Task details: Exact copy required. Repeat the records, but keep the pictures out.

----

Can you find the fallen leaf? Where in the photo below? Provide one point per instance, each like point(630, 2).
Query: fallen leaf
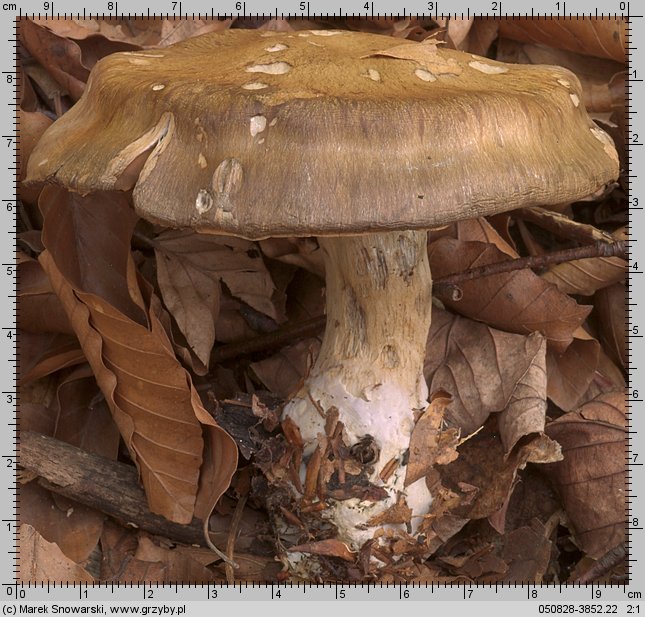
point(430, 445)
point(594, 74)
point(60, 56)
point(569, 374)
point(586, 276)
point(43, 562)
point(282, 372)
point(485, 371)
point(604, 38)
point(517, 301)
point(611, 308)
point(527, 551)
point(46, 353)
point(302, 252)
point(39, 309)
point(591, 479)
point(31, 126)
point(150, 395)
point(199, 262)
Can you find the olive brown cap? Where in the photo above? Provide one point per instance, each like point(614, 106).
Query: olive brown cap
point(260, 134)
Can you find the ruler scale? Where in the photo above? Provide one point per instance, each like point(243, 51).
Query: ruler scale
point(624, 599)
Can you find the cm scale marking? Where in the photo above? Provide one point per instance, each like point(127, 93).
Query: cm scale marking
point(624, 598)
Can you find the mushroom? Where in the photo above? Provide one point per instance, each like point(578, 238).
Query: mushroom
point(364, 141)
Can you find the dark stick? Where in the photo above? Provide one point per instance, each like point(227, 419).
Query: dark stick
point(100, 483)
point(599, 249)
point(446, 285)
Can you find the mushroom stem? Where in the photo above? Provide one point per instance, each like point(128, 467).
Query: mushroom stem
point(370, 368)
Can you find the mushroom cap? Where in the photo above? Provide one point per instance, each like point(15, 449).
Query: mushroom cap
point(261, 134)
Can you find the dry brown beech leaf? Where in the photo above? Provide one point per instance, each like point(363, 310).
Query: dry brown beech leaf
point(77, 420)
point(46, 353)
point(611, 308)
point(429, 444)
point(60, 56)
point(169, 565)
point(604, 38)
point(479, 230)
point(43, 562)
point(301, 252)
point(31, 126)
point(236, 262)
point(485, 371)
point(193, 299)
point(517, 301)
point(117, 320)
point(591, 479)
point(39, 310)
point(586, 276)
point(569, 374)
point(479, 483)
point(282, 372)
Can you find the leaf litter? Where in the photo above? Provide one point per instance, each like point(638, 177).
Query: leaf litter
point(521, 445)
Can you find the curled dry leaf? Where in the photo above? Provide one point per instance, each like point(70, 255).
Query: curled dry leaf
point(43, 562)
point(517, 301)
point(190, 267)
point(302, 252)
point(527, 550)
point(60, 56)
point(46, 353)
point(31, 126)
point(478, 230)
point(569, 374)
point(586, 276)
point(611, 308)
point(39, 309)
point(429, 444)
point(480, 36)
point(117, 320)
point(75, 419)
point(480, 482)
point(282, 372)
point(604, 38)
point(591, 479)
point(485, 371)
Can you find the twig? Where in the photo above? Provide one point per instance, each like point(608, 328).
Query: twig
point(272, 340)
point(599, 249)
point(608, 561)
point(100, 483)
point(105, 485)
point(232, 534)
point(442, 286)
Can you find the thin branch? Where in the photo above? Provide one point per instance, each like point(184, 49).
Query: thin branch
point(562, 226)
point(447, 285)
point(599, 249)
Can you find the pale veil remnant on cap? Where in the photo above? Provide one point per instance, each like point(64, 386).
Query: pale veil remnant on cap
point(323, 133)
point(364, 141)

----

Solution to the problem:
Can you find the fallen leaf? Where in the photo below? Provide one point per instance, each like point(630, 2).
Query: fallen leaf
point(430, 445)
point(594, 74)
point(60, 56)
point(569, 374)
point(586, 276)
point(43, 562)
point(282, 372)
point(485, 371)
point(604, 38)
point(517, 301)
point(611, 308)
point(527, 551)
point(46, 353)
point(302, 252)
point(39, 309)
point(591, 479)
point(31, 126)
point(150, 395)
point(199, 262)
Can you find the olive brown cap? Where in the photo above? Provide one point per instance, each like point(614, 106).
Query: olive brown cap
point(260, 134)
Can you find the ruler scale? Where in the photo above? Provide one point per instance, each like point(243, 51).
Query: ruler scale
point(624, 599)
Can you find the cm scale marking? Where in the photo above? Provide one point per instance, each like point(127, 93).
Query: cm scale marking
point(624, 598)
Can you find the mushroom? Where in the photo above? Provide one point per instance, each like point(578, 238).
Query: mushroom
point(364, 141)
Can you find the dark stick? Where in the photo above? Provide one point per instance, each like point(227, 419).
Query: dark stick
point(100, 483)
point(599, 249)
point(446, 285)
Can you find the mushroom stem? Where in the photo above? Provide one point per instance, each like point(128, 467).
Query: mushroom stem
point(370, 368)
Can you find the mushroom cap? Where in the photo above? Provide one point per instance, each like point(15, 449).
Query: mushroom cap
point(261, 134)
Can you find the dry brown beech leaf? Where in the photo above? Provide one point per instance, each like point(363, 310).
Query: dry brown beech leaf
point(77, 420)
point(46, 353)
point(611, 308)
point(429, 444)
point(60, 56)
point(169, 565)
point(604, 38)
point(479, 230)
point(43, 562)
point(301, 252)
point(31, 126)
point(236, 262)
point(485, 371)
point(193, 299)
point(517, 301)
point(117, 320)
point(591, 479)
point(39, 310)
point(586, 276)
point(569, 374)
point(479, 483)
point(282, 372)
Can you find the leaf litter? Where in the photo above? Provide one point per instance, each like point(638, 177).
Query: leaf litter
point(521, 445)
Can you find the curled dry leaf? Where in the photo above? Provide one point per instance, each like point(70, 255).
Query: curled dry leaf
point(43, 562)
point(517, 301)
point(190, 267)
point(302, 252)
point(527, 550)
point(60, 56)
point(46, 353)
point(31, 126)
point(478, 230)
point(569, 374)
point(586, 276)
point(611, 308)
point(39, 309)
point(429, 444)
point(480, 36)
point(117, 320)
point(75, 419)
point(480, 482)
point(282, 372)
point(604, 38)
point(591, 479)
point(485, 371)
Can you find the twig? Where in the photo above? Provide one point per instance, each like point(608, 328).
Query: twig
point(272, 340)
point(599, 249)
point(608, 561)
point(100, 483)
point(105, 485)
point(232, 534)
point(442, 286)
Can you find the thin branch? Where in the photo above? Provide one point per instance, each like point(184, 49).
Query: thin branch
point(562, 226)
point(447, 285)
point(599, 249)
Can you find the pale veil remnant on cap? Where in the photo above? Provide one point per instance, each like point(64, 386).
Query: pale veil remnant on cap
point(323, 133)
point(364, 141)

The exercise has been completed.